=== GIVEN TEXT ===
________

Calculate a dissimilarity matrix

Description

Compute a distance matrix from all pairs of columns or rows in a data frame, using a unified SciViews::R formula interface.

Usage

dissimilarity(
  data,
  formula = ~.,
  subset = NULL,
  method = "euclidean",
  scale = FALSE,
  rownames.col = getOption("SciViews.dtx.rownames", default = ".rownames"),
  transpose = FALSE,
  fun = NULL,
  ...
)

## S3 method for class 'Dissimilarity'
print(x, digits.d = 3L, rownames.lab = "labels", ...)

## S3 method for class 'Dissimilarity'
labels(object, ...)

## S3 method for class 'Dissimilarity'
nobs(object, ...)

## S3 method for class 'Dissimilarity'
autoplot(
  object,
  order = TRUE,
  show.labels = TRUE,
  lab.size = NULL,
  gradient = list(low = "blue", mid = "white", high = "red"),
  ...
)

## S3 method for class 'Dissimilarity'
chart(
  data,
  order = TRUE,
  show.labels = TRUE,
  lab.size = NULL,
  gradient = list(low = "blue", mid = "white", high = "red"),
  ...,
  type = NULL,
  env = parent.frame()

________

=== PROBLEM A ===
In the entries from the line with "Target: coffee machine" through the end, change "marker" to "dot" and write those lines out again with nothing else altered.

=== SUPPLIED INFORMATION ===
________

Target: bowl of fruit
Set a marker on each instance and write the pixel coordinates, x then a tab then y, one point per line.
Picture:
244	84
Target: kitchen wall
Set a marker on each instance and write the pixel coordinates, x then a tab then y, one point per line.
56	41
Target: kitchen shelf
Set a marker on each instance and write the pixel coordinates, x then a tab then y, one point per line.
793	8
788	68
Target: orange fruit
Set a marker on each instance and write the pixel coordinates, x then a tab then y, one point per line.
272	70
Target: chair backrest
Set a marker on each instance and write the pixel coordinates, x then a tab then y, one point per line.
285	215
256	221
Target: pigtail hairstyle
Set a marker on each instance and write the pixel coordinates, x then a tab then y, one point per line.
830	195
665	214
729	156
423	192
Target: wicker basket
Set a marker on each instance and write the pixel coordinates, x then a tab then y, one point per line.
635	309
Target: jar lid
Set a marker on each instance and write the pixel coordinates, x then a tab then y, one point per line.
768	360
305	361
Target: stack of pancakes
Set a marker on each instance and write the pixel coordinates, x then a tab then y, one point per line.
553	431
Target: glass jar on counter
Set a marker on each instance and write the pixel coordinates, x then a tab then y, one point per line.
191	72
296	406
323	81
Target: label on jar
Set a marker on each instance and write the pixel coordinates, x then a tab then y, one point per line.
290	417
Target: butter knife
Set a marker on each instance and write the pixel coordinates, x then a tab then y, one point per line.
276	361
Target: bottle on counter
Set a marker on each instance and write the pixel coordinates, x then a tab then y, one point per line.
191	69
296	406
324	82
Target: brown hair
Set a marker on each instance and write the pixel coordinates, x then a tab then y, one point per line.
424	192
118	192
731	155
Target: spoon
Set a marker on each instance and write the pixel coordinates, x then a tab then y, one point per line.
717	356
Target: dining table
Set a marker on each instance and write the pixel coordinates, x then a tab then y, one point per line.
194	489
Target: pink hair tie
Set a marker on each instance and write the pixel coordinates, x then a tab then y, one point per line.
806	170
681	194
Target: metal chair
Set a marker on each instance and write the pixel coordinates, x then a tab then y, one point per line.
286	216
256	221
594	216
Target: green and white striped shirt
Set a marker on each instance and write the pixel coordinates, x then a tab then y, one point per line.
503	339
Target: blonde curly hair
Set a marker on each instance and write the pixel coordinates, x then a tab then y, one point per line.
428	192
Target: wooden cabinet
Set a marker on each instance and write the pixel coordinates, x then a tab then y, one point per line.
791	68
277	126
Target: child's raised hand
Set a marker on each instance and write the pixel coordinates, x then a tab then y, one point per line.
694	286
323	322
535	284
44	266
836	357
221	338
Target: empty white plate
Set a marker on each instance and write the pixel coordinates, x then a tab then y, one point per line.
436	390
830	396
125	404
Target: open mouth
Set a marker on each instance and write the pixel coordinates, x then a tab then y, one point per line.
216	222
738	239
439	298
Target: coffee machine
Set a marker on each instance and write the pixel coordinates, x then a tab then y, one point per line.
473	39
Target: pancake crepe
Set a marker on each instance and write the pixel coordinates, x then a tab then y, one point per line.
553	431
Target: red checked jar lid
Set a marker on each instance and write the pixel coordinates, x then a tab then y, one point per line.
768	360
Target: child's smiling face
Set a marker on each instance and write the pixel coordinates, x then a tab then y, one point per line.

________

=== PROBLEM B ===
Summarize the dissimilarity matrix documentation in two sentences.

=== CORRECT ANSWER A ===
Target: coffee machine
Set a dot on each instance and write the pixel coordinates, x then a tab then y, one point per line.
473	39
Target: pancake crepe
Set a dot on each instance and write the pixel coordinates, x then a tab then y, one point per line.
553	431
Target: red checked jar lid
Set a dot on each instance and write the pixel coordinates, x then a tab then y, one point per line.
768	360
Target: child's smiling face
Set a dot on each instance and write the pixel coordinates, x then a tab then y, one point per line.

=== CORRECT ANSWER B ===
The dissimilarity() function computes a distance matrix from all pairs of columns or rows in a data frame through a unified SciViews::R formula interface, with arguments such as formula, subset, method (default "euclidean"), scale and transpose. Objects of class 'Dissimilarity' have S3 methods for print, labels, nobs, autoplot and chart.